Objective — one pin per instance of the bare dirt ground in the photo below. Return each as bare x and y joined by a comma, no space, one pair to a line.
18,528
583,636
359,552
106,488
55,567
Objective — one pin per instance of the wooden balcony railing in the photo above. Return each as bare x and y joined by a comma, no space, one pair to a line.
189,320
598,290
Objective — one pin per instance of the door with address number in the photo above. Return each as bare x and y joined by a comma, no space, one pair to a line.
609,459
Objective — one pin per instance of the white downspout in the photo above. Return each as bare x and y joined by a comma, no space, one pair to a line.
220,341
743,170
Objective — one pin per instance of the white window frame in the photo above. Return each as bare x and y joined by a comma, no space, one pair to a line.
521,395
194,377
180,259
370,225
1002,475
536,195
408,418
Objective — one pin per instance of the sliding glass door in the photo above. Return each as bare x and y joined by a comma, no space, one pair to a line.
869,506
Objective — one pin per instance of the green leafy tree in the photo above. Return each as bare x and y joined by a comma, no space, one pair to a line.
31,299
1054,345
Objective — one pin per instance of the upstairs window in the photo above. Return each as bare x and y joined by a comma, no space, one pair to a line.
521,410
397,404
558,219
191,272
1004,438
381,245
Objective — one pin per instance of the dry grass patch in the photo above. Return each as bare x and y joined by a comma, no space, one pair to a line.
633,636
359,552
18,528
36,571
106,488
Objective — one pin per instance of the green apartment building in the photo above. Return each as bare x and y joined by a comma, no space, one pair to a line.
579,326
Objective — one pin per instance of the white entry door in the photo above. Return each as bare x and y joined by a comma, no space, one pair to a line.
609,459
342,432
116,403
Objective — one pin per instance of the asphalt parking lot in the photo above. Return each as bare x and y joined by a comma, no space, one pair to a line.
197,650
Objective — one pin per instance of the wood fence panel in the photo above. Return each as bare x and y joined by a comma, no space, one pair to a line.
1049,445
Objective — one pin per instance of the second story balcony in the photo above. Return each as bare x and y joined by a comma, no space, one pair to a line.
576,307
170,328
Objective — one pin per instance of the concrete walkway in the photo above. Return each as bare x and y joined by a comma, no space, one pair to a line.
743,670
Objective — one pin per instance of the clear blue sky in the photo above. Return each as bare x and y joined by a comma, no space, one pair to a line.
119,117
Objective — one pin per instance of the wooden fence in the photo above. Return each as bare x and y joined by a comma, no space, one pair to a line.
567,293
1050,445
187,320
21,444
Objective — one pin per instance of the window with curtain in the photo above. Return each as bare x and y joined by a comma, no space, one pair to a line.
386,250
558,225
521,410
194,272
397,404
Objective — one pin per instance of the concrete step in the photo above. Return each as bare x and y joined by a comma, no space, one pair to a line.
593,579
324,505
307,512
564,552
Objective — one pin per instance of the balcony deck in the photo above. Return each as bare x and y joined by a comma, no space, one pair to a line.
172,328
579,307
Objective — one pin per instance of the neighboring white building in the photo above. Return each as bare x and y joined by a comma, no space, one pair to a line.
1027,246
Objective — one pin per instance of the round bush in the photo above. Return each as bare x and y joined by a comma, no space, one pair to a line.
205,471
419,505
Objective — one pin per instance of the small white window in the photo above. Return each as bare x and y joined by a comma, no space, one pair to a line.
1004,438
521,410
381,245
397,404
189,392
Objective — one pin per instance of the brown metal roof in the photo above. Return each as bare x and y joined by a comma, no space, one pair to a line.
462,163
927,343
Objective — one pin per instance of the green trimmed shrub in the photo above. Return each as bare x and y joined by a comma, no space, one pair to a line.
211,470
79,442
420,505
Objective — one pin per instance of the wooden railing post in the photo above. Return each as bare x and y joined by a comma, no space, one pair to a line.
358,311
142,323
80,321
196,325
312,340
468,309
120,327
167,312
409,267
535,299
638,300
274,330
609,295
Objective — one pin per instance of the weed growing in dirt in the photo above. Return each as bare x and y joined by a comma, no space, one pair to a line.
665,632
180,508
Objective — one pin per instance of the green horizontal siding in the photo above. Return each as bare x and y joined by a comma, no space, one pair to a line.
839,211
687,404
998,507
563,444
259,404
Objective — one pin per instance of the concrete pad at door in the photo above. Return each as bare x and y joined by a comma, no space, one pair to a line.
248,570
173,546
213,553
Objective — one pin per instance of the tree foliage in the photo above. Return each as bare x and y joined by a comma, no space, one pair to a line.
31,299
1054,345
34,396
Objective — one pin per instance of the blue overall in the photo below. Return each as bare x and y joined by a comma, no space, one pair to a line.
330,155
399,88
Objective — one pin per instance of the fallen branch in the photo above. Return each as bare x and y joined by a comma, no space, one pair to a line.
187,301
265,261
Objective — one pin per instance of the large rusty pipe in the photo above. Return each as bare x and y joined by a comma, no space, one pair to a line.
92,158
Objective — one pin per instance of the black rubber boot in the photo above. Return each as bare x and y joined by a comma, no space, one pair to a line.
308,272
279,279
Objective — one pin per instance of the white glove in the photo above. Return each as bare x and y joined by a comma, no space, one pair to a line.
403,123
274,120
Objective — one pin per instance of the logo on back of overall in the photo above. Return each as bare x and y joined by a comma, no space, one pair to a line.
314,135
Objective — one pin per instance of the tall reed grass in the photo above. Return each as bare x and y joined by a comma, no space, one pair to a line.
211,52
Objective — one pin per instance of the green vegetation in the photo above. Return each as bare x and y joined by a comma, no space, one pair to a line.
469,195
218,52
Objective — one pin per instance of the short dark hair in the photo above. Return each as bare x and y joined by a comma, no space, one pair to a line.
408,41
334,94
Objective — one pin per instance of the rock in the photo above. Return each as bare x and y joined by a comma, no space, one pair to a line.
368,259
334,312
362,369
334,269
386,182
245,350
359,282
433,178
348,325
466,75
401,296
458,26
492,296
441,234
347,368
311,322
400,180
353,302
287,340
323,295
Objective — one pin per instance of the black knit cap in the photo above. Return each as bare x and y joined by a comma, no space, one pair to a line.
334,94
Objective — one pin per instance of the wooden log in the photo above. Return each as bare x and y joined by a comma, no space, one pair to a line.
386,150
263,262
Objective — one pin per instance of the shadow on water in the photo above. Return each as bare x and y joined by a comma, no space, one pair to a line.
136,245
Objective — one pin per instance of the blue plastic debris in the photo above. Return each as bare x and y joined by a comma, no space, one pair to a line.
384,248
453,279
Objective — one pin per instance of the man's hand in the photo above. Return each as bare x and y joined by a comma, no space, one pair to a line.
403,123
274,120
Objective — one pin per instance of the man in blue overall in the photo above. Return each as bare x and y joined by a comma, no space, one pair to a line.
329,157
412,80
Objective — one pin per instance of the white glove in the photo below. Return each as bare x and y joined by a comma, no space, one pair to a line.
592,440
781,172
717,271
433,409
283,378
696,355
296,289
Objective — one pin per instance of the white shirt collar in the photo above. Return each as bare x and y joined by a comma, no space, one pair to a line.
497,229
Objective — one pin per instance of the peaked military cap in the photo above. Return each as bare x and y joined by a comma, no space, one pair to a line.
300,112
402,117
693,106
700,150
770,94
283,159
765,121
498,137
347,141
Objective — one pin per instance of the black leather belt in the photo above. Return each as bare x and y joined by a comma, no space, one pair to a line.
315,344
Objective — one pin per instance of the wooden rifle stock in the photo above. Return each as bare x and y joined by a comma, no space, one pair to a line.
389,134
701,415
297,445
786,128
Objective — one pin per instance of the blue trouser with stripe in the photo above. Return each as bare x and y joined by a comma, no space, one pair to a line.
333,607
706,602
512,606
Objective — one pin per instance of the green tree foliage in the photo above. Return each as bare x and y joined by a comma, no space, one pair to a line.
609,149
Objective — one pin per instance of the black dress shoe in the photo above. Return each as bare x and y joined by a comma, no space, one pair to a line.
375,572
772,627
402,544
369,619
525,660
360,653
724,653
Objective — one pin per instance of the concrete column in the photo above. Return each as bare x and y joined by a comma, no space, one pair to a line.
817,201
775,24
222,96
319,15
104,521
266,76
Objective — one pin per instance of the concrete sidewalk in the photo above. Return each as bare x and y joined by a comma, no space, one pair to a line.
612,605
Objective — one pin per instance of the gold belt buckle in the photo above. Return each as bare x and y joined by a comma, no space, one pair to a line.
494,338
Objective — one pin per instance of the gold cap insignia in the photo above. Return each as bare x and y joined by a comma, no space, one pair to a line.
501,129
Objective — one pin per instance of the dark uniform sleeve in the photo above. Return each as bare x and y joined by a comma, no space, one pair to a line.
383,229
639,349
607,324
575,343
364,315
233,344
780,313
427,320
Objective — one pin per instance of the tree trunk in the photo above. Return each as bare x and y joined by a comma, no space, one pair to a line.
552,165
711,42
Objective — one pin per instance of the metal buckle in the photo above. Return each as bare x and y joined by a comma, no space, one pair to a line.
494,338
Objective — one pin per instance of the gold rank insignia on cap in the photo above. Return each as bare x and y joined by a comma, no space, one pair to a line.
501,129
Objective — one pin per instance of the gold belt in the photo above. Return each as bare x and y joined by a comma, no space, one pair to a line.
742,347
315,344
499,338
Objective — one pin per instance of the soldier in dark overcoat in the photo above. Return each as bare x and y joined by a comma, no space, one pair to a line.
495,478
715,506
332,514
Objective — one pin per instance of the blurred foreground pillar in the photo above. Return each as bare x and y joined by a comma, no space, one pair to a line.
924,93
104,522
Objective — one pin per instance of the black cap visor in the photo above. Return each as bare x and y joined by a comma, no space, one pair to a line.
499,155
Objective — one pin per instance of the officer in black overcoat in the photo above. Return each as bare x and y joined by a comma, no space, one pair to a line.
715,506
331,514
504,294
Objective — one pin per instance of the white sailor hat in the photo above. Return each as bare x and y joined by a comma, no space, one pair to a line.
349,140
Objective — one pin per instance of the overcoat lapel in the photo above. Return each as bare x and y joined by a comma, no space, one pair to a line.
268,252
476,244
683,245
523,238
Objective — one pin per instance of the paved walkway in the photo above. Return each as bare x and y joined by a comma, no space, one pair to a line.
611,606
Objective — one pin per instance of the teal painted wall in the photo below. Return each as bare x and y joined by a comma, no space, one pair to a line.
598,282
■ ■ ■ ■ ■
▸ **TASK DESCRIPTION**
Rewrite the entries from the line containing "Objective — one pin per instance of the paved" through the last line as a Markdown table with columns Row and Line, giving each non-blank line its own numbered row.

▸ **TASK RESPONSE**
| Row | Line |
|---|---|
| 1 | Objective — one pin per instance of the paved walkway in the photo above. Return each as bare x and y joined by a comma, no space, one pair to a line. |
| 2 | 611,606 |
| 3 | Objective — one pin per instance of the teal painted wall in the photo below. Return each as bare x and y joined by a comma, no space, one pair to a line. |
| 4 | 598,282 |